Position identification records
....................
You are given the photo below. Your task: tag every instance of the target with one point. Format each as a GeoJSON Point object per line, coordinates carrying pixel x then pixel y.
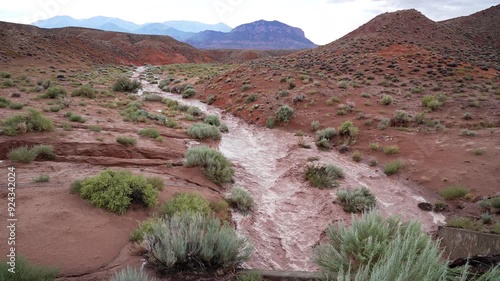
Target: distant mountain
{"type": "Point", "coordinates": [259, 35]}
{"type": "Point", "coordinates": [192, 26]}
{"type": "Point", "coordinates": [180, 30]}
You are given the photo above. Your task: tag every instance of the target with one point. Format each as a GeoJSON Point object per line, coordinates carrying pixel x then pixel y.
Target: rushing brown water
....................
◆ SET EXERCISE ◆
Pull every line of the records above out word for word, and leave the pictures out of your answer.

◆ CORRECT OUTPUT ◆
You are given the photo below. Your task: tag every instance of the target with one point. Format each as a GeoJSON Point object per line, coordinates carrying pixel x then pixel y.
Target: distant mountain
{"type": "Point", "coordinates": [259, 35]}
{"type": "Point", "coordinates": [192, 26]}
{"type": "Point", "coordinates": [180, 30]}
You are given the photo above. Your task: tag every instance of the target with one point. Format each as a GeoJSON Point object per line, coordinates carrying pixel x then pixel y.
Target: rushing brown water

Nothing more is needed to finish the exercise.